**Task statement:** All the entries, exactly as they read, must be written out again.

Dataset records Block Start

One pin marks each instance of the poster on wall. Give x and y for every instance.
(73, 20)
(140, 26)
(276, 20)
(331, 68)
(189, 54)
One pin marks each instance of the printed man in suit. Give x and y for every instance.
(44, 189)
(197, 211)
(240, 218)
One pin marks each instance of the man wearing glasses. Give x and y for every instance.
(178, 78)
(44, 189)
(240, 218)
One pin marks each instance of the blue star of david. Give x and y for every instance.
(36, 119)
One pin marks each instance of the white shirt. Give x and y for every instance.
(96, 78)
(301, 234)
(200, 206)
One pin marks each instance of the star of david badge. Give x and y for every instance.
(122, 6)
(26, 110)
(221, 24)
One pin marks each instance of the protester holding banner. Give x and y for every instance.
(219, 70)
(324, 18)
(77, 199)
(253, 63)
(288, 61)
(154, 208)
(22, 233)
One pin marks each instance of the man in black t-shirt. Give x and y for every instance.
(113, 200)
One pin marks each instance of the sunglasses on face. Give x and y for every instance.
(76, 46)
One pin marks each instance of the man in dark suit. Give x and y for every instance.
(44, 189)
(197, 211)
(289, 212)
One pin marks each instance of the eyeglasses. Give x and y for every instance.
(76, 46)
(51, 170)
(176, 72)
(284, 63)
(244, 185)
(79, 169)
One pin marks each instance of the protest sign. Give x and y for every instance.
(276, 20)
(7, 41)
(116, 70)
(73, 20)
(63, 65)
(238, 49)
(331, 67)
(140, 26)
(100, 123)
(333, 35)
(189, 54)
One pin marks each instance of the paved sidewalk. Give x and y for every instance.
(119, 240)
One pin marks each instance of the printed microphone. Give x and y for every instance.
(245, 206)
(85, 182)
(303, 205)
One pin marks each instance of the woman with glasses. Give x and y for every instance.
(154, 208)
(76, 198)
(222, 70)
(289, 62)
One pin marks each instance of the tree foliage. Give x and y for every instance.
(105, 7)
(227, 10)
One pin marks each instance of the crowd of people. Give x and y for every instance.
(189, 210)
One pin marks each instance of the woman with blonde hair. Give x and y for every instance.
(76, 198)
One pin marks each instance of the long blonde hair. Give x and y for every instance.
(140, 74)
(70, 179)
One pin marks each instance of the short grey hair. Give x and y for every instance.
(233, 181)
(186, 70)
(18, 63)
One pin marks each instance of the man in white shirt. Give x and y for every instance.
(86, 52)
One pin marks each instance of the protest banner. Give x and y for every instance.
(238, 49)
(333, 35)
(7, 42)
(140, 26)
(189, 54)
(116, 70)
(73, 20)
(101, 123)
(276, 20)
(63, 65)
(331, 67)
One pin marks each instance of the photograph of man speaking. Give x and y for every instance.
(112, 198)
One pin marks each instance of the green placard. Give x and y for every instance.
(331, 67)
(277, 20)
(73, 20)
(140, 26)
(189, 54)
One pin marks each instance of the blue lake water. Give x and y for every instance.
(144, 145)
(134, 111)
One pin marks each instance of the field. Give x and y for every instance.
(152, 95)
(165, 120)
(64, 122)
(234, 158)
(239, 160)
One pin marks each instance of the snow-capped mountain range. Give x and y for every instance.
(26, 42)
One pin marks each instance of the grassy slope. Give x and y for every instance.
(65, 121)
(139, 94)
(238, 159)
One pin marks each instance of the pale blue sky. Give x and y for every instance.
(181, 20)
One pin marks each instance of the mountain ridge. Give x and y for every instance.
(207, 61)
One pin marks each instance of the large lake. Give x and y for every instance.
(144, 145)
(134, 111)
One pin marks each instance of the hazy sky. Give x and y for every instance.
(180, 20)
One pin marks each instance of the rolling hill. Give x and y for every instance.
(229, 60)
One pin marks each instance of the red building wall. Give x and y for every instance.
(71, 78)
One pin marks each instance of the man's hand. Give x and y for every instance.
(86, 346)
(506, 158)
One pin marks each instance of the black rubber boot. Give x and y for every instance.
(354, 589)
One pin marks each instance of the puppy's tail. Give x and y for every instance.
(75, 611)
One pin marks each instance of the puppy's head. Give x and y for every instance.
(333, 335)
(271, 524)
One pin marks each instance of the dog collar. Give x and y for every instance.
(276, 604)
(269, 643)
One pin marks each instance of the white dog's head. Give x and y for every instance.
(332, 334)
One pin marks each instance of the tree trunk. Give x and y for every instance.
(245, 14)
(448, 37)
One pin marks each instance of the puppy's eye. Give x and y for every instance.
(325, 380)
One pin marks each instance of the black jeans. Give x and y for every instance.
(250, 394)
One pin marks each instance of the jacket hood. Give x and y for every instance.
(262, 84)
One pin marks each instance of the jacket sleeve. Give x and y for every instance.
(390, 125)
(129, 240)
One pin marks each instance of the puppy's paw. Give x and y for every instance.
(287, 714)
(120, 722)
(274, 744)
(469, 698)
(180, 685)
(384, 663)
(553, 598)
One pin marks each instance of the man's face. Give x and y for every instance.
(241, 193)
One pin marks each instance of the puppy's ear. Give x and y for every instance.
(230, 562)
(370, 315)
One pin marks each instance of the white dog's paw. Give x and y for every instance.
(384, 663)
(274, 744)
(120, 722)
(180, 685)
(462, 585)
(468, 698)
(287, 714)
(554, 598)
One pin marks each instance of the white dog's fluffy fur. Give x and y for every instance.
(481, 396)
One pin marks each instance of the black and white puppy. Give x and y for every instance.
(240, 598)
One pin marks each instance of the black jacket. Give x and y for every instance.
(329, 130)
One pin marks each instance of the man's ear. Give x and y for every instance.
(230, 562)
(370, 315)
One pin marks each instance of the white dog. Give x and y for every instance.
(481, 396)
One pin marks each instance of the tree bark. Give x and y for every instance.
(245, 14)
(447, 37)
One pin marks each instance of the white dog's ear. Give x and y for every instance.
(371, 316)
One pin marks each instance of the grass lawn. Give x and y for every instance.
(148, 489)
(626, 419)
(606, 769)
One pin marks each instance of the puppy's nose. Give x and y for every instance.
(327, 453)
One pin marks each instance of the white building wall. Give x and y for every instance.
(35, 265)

Dataset records Block End

**Response to this exercise:**
One pin marks each instance of the poster on wall. Give x and y for every instance.
(73, 20)
(140, 26)
(276, 20)
(331, 68)
(189, 54)
One pin marks each instance of the printed man in suit. Give x and y for every instance.
(44, 189)
(197, 211)
(240, 218)
One pin marks each instance of the man wearing glasses. Give x and y for every instance.
(178, 78)
(44, 189)
(240, 218)
One pin marks each instance of the blue star of david. Give x and y for every instance.
(36, 119)
One pin marks each instance of the white shirt. Give x and y for every instance.
(96, 78)
(301, 234)
(200, 206)
One pin marks each instance of the star of david badge. Give x and y for every instance.
(122, 6)
(26, 110)
(221, 24)
One pin marks each instance of the protester holding banner. Give x and y for every instance.
(219, 70)
(324, 18)
(77, 199)
(253, 63)
(288, 61)
(154, 208)
(22, 233)
One pin marks each instance of the man in black t-shirt. Give x and y for every instance.
(113, 200)
One pin marks each instance of the sunglasses on face. Give x and y for every instance.
(76, 46)
One pin marks each instance of the man in dark suit. Give x and y for every instance.
(44, 189)
(197, 211)
(289, 212)
One pin marks each instance of the eyeglasses. Give x and y for every instance.
(76, 46)
(51, 170)
(176, 72)
(284, 63)
(244, 185)
(79, 169)
One pin marks each instance of the protest sign. Give x and y for every instance.
(276, 20)
(7, 41)
(116, 70)
(73, 20)
(63, 65)
(238, 49)
(331, 67)
(140, 26)
(100, 123)
(333, 35)
(189, 54)
One pin marks each instance of the paved sidewalk. Give x and y for every instance.
(119, 240)
One pin marks each instance of the printed microphone. Give x and y for every instance.
(245, 206)
(85, 182)
(303, 205)
One pin marks each instance of the woman with glasses. Give x and y for every instance.
(154, 208)
(76, 198)
(222, 70)
(289, 62)
One pin marks each instance of the tree foliage. Give x and y for every instance.
(105, 7)
(227, 10)
One pin marks each instance of the crowd of people. Give x and y for every instance.
(189, 210)
One pin marks each instance of the woman with blonde hair. Give x and y for every instance.
(76, 198)
One pin marks each instance of the long blonde hair. Give x and y for every instance.
(140, 74)
(70, 179)
One pin marks each instance of the short grey hair. Give x and y for every instance.
(233, 181)
(186, 70)
(18, 63)
One pin marks each instance of the man in white shirt. Give x and y for every instance.
(86, 52)
One pin marks each instance of the protest banner. Give x and y for every instance.
(238, 49)
(333, 35)
(7, 42)
(140, 26)
(189, 54)
(116, 70)
(73, 20)
(101, 123)
(276, 20)
(63, 65)
(331, 67)
One pin marks each instance of the photograph of man speaking. Give x and y for every instance.
(112, 198)
One pin marks each instance of the green placard. Give x and y for every instance.
(331, 67)
(277, 20)
(73, 20)
(140, 26)
(189, 54)
One pin marks each instance of the blue lake water. Give x and y for every instance.
(144, 145)
(134, 111)
One pin marks each instance of the field. Give x and y for every instance.
(152, 95)
(165, 120)
(64, 122)
(234, 158)
(239, 160)
One pin marks each instance of the snow-capped mountain range. Give x and y for every instance.
(26, 42)
One pin marks each instance of the grassy slope. Give x and y for every instance.
(65, 121)
(139, 94)
(238, 159)
One pin marks each instance of the pale blue sky. Give x and y for every instance.
(181, 20)
One pin marks each instance of the mountain ridge. Give x and y for every instance.
(207, 61)
One pin marks each instance of the large lake. Give x and y for every instance.
(144, 145)
(134, 111)
One pin marks each instance of the hazy sky. Give x and y for every instance.
(180, 20)
One pin marks each instance of the rolling hill. Give x and y for every instance.
(229, 60)
One pin marks each instance of the red building wall. Give x and y for every instance.
(71, 78)
One pin marks each instance of the man's hand. Give x and y for every instance.
(86, 346)
(506, 158)
One pin marks each instance of the black rubber boot. Give x and y for every instance.
(354, 589)
One pin marks each instance of the puppy's tail. Give x and y for every instance.
(75, 611)
One pin marks each instance of the puppy's head. Give x and y for every instance.
(333, 335)
(271, 524)
One pin marks each instance of the dog collar. Give x and y for every instance.
(276, 604)
(269, 643)
One pin marks each instance of the white dog's head. Give x and y for every instance.
(332, 334)
One pin marks each instance of the tree trunk. Give x and y for every instance.
(245, 14)
(448, 37)
One pin marks each instance of the puppy's eye. Give x and y for every instance.
(325, 380)
One pin marks each instance of the black jeans. Give x and y for every instance.
(250, 394)
One pin marks each instance of the jacket hood. Give x and y for every instance.
(262, 84)
One pin marks each instance of the jacket sleeve. Give x and y for every instance.
(390, 125)
(129, 240)
One pin marks each instance of the puppy's paw. Give x and y for every instance.
(287, 714)
(120, 722)
(274, 744)
(469, 698)
(180, 685)
(384, 663)
(553, 598)
One pin marks each instance of the man's face. Give x and y for every instance.
(241, 193)
One pin marks each instance of the puppy's ear. Give x and y for every instance.
(230, 562)
(370, 315)
One pin marks each instance of the white dog's paw. Give x and y for every instance.
(384, 663)
(274, 744)
(120, 722)
(180, 685)
(462, 585)
(468, 698)
(287, 714)
(554, 598)
One pin marks each instance of the white dog's fluffy fur. Give x and y for every instance.
(481, 396)
One pin marks each instance of the black and white puppy. Give x and y for every instance.
(240, 598)
One pin marks each instance of the black jacket. Give x and y for every instance.
(329, 130)
One pin marks each instance of the man's ear. Give x and y for every instance.
(230, 562)
(370, 315)
One pin marks each instance of the white dog. Give x and y for every instance.
(481, 396)
One pin marks each instance of the tree bark. Give x and y for every instance.
(245, 14)
(447, 37)
One pin marks each instance of the white dog's ear. Give x and y for every instance.
(371, 316)
One pin marks each instance of the grass lawn. Give x and y for every instance.
(148, 489)
(626, 419)
(606, 769)
One pin marks each instance of the puppy's nose. Give x and y for every instance.
(327, 453)
One pin marks each instance of the white building wall. Give x and y for every instance.
(35, 265)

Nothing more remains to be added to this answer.